■ Required work
Please change "thickest part" to "widest part" in the data, starting with the line that contains "the tan brick" and going on through the end of the data. Give those lines again with nothing else altered.

■ Records shown

━━━

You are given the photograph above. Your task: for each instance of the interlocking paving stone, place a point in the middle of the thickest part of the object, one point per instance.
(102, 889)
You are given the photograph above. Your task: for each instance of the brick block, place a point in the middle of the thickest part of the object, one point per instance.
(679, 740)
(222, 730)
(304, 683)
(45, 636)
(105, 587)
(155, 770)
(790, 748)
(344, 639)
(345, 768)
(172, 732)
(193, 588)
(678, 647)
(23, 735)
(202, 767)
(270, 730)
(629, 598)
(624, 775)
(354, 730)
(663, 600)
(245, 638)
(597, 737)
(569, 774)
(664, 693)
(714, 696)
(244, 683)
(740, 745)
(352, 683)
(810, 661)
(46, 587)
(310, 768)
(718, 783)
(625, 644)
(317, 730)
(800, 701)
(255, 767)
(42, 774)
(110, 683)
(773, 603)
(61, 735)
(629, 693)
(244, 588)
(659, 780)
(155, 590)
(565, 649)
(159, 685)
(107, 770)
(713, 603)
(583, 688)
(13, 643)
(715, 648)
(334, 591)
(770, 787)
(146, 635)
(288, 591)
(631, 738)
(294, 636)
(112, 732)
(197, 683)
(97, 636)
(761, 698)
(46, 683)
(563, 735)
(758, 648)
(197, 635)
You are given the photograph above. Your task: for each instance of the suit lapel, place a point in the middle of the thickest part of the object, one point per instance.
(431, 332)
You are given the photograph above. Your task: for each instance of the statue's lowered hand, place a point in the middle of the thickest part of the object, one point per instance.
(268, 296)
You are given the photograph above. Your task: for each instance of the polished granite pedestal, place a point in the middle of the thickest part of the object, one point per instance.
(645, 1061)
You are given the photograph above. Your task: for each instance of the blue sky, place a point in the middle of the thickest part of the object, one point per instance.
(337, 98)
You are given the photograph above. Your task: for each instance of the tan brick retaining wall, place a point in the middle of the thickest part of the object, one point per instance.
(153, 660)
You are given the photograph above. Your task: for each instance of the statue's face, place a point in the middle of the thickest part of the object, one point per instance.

━━━

■ Solution to the problem
You are given the photograph above. Your task: for each instance of the tan brick retaining wall, place a point in the middle of the widest part of the object, one point per instance.
(153, 660)
You are given the photograph above. Your task: for each instance of the statue's face, place a point in the middle of the widest part of the object, one point per instance.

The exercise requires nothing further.